• Roth IRAs can be a great source of tax-free retirement income.
  • Accounts are funded with after-tax contributions and grow tax-free.
  • Contributions can be withdrawn at any time, allowing for more financial flexibility than other types of retirement accounts.
  • Annual contributions are limited to $7,000 if you're younger than 50 or $8,000 if you're age 50 and older.

When saving for retirement, a popular option is to use a Roth IRA. Some people may already be familiar with traditional style plans, but wonder, “What is a Roth IRA?” Here’s what you’ll need to know and how you can decide if this popular investing choice is right for you.  

What Is a Roth IRA?

A Roth IRA (individual retirement account) is a special type of tax-advantaged investment account intended to help you save for your retirement years.

Unlike most traditional-style savings plans (where taxes are deferred until retirement), a Roth-style account works the opposite. Contributions are made with after-tax money, which enables them to grow and be available for withdrawal in the future tax-free (after you reach age 59 and 1/2).

This type of arrangement could be more advantageous for some savers depending on their tax situation and financial goals. Roth IRAs may also serve as a good supplementary option for those who are already utilizing workplace retirement plans such as a 401(k) or pension.

How Does a Roth IRA Work?

Roth IRAs are easy to set up and start funding. Here's how it works:

Open an Account

Begin by selecting a trustworthy financial service provider that offers Roth IRA accounts. PNC offers several retirement savings options, including Roth IRAs and traditional IRAs.

• [RECORDS TO USE]

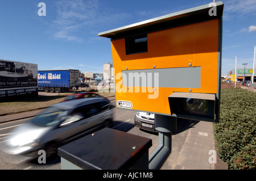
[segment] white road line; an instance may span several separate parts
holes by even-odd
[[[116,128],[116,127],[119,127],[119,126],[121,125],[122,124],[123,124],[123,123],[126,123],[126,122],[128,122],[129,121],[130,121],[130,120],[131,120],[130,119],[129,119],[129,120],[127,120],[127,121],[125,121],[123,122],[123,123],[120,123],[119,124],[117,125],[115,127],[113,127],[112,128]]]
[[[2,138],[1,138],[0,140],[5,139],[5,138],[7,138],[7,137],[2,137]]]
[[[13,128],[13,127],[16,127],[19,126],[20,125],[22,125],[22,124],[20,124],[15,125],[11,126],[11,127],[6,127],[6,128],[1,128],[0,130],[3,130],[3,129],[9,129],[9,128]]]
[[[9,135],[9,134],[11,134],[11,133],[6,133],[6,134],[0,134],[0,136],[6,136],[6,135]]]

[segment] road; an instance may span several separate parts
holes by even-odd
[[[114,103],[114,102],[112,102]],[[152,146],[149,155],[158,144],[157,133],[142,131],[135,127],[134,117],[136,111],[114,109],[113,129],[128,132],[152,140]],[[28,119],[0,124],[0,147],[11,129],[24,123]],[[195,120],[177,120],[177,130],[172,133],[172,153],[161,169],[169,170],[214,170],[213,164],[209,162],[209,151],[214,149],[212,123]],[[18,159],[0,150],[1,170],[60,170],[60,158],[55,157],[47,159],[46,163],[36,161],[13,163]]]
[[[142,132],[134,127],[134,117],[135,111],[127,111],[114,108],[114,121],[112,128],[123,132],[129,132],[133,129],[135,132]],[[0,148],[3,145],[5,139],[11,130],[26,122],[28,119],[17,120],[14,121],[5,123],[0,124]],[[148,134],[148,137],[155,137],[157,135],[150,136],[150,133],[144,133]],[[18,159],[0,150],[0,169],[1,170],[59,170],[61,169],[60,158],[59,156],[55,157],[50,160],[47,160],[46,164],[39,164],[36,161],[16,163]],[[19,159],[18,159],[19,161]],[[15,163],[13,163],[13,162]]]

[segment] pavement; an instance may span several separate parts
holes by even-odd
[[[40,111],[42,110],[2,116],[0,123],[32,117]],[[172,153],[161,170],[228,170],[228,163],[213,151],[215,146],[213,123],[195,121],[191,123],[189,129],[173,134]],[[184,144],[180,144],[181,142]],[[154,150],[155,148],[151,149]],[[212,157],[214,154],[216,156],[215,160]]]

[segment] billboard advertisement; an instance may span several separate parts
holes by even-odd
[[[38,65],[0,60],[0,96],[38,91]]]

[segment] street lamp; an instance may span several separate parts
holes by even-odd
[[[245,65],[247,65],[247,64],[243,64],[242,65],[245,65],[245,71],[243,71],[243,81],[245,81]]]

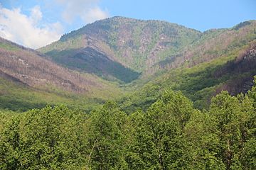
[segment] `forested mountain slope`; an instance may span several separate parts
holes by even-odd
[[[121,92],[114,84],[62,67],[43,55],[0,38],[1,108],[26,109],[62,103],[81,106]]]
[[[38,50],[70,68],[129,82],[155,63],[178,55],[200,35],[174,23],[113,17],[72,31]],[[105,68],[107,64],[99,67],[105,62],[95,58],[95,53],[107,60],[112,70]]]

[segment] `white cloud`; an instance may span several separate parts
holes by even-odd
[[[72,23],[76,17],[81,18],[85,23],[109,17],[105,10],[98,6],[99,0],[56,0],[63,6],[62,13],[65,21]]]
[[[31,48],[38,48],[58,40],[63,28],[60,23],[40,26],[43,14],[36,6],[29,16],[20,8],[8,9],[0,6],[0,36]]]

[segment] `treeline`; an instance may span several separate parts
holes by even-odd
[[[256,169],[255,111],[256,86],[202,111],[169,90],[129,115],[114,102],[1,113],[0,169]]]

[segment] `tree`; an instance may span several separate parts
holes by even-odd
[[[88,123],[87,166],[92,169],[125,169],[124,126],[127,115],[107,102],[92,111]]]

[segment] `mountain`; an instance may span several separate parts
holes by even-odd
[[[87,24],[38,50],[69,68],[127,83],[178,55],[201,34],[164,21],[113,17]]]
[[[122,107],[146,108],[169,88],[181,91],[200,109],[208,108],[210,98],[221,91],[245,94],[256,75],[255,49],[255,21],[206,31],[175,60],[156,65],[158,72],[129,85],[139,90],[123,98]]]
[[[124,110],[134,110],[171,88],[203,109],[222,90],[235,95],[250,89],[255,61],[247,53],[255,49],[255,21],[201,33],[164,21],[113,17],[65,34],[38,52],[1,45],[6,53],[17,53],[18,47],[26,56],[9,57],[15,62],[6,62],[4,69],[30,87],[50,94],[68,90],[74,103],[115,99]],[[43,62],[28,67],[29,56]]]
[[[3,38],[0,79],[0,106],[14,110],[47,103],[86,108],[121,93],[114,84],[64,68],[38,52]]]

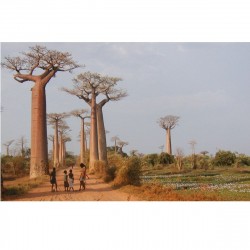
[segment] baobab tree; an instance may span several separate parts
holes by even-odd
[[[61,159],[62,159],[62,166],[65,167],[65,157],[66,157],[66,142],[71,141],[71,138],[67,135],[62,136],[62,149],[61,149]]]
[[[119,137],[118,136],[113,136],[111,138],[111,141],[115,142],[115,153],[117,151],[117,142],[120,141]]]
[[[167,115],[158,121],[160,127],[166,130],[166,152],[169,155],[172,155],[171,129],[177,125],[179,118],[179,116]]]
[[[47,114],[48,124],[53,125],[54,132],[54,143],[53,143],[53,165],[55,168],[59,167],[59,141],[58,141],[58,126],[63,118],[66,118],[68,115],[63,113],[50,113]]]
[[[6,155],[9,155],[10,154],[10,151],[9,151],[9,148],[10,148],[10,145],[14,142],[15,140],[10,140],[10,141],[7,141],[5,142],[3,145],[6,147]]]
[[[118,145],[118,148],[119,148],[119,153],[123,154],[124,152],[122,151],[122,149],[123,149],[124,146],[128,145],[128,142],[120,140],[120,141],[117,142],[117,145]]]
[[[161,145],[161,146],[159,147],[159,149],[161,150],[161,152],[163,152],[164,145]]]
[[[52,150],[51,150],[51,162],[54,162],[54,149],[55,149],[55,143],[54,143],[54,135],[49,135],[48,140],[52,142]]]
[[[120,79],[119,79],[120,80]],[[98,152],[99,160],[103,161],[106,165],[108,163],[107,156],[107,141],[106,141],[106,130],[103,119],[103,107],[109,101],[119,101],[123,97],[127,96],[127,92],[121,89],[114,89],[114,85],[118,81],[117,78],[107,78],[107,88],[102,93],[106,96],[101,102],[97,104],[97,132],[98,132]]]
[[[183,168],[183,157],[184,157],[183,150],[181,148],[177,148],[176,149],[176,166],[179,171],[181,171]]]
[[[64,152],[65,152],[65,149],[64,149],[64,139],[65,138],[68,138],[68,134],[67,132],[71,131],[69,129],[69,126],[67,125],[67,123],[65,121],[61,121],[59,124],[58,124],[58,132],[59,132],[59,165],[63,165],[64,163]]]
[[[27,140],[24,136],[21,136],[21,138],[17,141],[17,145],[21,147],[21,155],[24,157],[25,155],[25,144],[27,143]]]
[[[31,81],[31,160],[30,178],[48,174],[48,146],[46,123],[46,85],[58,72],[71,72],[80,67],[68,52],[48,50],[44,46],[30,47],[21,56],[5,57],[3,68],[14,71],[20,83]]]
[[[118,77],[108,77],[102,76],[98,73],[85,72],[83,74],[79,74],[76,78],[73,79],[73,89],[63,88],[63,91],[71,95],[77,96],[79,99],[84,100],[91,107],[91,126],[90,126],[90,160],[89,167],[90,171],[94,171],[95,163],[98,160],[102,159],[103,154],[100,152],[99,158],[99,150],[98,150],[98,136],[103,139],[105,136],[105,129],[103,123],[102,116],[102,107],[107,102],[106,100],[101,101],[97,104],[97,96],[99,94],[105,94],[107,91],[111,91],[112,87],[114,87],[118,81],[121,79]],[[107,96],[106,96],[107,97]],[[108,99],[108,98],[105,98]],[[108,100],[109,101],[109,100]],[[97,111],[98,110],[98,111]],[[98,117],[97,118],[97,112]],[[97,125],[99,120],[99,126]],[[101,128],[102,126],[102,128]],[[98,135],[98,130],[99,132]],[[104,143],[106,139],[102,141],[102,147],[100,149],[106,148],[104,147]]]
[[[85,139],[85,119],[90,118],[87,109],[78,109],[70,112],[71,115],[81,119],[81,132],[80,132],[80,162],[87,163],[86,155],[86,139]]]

• [REQUIREMENT 1]
Count the lines of the records that contain the string "parts", with case counting. Reply with the number alone.
• [REQUIREMENT 2]
Continue the Roth IRA text, picking up right after its last sentence.

• [EXERCISE RESPONSE 1]
11

• [EXERCISE RESPONSE 2]
Make Your Contributions

As long as you have earned income and it is below the IRS's modified adjusted gross income (MAGI) threshold, you're allowed to contribute to a Roth IRA. MAGI is the adjusted gross income reported on your federal return plus a few items such as exempt or excluded income and certain deductions. As of 2025, the MAGI limit to make a full contribution is $150,000 for single filers and $236,000 for those filing jointly. [1]

The Roth IRA maximum annual contribution limits for 2025 are: [1]

  • $7,000 for those under age 50
  • $8,000 for those age 50 or older

Contributions for the current tax year can be made until Tax Day of the following calendar year, typically April 15th.

Note that because IRAs are the property of individuals, couples can effectively double their savings when each partner opens an account.

Earned income may be from a traditional job or self-employment. However, it could also be from other sources such as scholarships, alimony, or even spousal contributions (if you're married). [2]

Manage Your Investments

Just as with any good retirement savings account, you'll want to construct a portfolio that minimizes risk while also providing a reasonable rate of return. You can accomplish this by choosing investments that will help meet your specific financial needs, such as:

  • Mutual funds
  • ETFs (exchange-traded funds)
  • Individual stocks
  • Bonds
  • Cash-based products such as CDs and money market accounts

It's highly recommended that you periodically review all of the investments inside your retirement nest egg (including your Roth IRA) and evaluate its performance. Rebalance your funds and adjust as needed to ensure you're heading towards your desired targets.

Withdrawals

Like other retirement accounts, you can begin taking qualified distributions from your Roth IRA tax-free after age 59-1/2. For withdrawals to be considered qualified, the account needs to be opened and funded for at least five years.[3]

If you need access to your savings before age 59-1/2, the following rules should be observed:

  • Contributions: Any money you've saved to the Roth IRA can be withdrawn tax- and penalty-free at any time for any reason. This is because you've technically already paid taxes on these funds.
  • Earnings: The money that's grown on top of your contributions must stay inside the Roth IRA until you're 59-1/2 years old. Otherwise, it will likely be subject to taxes and a 10% early withdrawal penalty.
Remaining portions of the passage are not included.